### Supplied passage
* * * * *
CalSTRS Expected to Support Carbon Pricing

Plan will look at corporations’ policies on the issue as it examines their sustainability policies.

The investment committee of the California State Teachers’ Retirement System (CalSTRS) is expected to approve a policy in support of carbon pricing at its meeting scheduled for Wednesday.

The expected May 8 approval of the addition to the pension system’s corporate governance principles will address “CalSTRS belief that concerns about climate change and the transition to a lower carbon economy have the potential to impact the value of the investment portfolio,” shows agenda material for the meeting.

The material goes on to say that the pension system supports meaningful global carbon pricing mechanisms that appropriately prices the externalized cost to the global economy from greenhouse gas emissions.”

The $227.8 billion CalSTRS, the second-largest pension plan in the US by assets under management, has a $115.5 global equity portfolio. It votes proxies on thousands of publicly traded companies, mostly through its in-house passive equity index portfolios.

The support of carbon pricing and what corporations are doing to implement such schemes would be another lens that CalSTRS would examine as it analyzes corporation’s sustainability polices.

“Carbon pricing should be set at a level that accounts for the negative externalities created by additional carbon in the atmosphere, allowing businesses, consumers, and investors to make more informed long-term decisions that benefit current and future generations,” the addition to the corporate governance policy reads. “The framework should seek to avoid exacerbating economic inequality and its related geopolitical risks. Our engagements and proxy votes will reflect this support for global carbon pricing mechanisms.”

CalSTRS has the support of its general investment consultant for its carbon pricing policy.
* * * * *
### Information shown
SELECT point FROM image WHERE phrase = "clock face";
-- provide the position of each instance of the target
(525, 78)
* * * * *
### Aim of the task
Update the passage in the CalSTRS carbon pricing article starting at "The support of carbon" and ending at "corporation’s sustainability polices.", with "lens" changed to "factor".

### Solution to this exercise
The support of carbon pricing and what corporations are doing to implement such schemes would be another factor that CalSTRS would examine as it analyzes corporation’s sustainability polices.